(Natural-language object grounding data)
----------------------------------------

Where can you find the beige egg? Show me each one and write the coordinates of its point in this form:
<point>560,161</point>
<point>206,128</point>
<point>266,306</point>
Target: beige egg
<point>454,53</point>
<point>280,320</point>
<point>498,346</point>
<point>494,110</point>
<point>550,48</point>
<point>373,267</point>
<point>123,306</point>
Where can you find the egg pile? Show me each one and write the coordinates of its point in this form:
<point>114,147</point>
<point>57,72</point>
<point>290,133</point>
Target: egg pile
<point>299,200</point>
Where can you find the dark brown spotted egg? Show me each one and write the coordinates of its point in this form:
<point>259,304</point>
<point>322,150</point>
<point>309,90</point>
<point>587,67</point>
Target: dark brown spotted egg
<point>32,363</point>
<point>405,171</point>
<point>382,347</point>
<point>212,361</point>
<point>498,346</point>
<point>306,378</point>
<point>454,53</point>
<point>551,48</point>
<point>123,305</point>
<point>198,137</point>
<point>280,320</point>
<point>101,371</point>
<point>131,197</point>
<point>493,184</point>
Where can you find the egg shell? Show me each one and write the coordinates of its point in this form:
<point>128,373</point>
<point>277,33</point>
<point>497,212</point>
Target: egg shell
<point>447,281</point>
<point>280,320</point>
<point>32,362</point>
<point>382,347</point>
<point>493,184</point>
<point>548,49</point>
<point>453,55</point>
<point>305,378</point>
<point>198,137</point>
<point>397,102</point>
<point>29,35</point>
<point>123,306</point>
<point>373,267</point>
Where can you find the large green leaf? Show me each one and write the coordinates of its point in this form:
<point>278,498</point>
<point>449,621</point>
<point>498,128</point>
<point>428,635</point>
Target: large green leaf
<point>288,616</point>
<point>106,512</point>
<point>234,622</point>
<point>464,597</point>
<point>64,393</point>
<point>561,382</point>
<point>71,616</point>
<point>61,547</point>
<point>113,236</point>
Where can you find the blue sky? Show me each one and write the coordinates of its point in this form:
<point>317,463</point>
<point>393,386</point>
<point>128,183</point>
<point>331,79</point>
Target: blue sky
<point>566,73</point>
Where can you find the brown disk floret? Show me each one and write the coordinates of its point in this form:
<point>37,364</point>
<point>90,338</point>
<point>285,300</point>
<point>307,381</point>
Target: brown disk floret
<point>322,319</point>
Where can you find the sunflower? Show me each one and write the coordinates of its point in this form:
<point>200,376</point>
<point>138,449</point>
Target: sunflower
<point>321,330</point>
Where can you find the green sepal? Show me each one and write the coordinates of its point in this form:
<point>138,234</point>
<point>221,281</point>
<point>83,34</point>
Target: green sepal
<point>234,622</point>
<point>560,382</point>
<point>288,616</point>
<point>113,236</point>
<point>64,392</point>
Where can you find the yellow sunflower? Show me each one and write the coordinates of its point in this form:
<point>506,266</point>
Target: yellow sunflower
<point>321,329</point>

----------------------------------------

From the records above, retype only the lines starting at the line that contains "Where can you find the egg shell?" and ending at the line that contains "<point>393,386</point>", both included.

Where can you find the egg shell? Show me each one and write the coordinates of its point in this form:
<point>128,373</point>
<point>277,33</point>
<point>497,212</point>
Target: egg shell
<point>447,281</point>
<point>280,320</point>
<point>32,362</point>
<point>382,347</point>
<point>493,184</point>
<point>548,49</point>
<point>453,55</point>
<point>305,378</point>
<point>198,137</point>
<point>397,102</point>
<point>29,35</point>
<point>123,306</point>
<point>373,267</point>
Where can you find the large green leaf? Show me each one and write the coordinates of its point in this form:
<point>278,498</point>
<point>449,621</point>
<point>498,128</point>
<point>428,635</point>
Target: large green leaf
<point>288,616</point>
<point>106,512</point>
<point>234,622</point>
<point>464,597</point>
<point>64,393</point>
<point>561,382</point>
<point>71,616</point>
<point>61,547</point>
<point>113,236</point>
Where can you find the blue sky? Show me each one and write the coordinates of its point in this form:
<point>317,463</point>
<point>393,386</point>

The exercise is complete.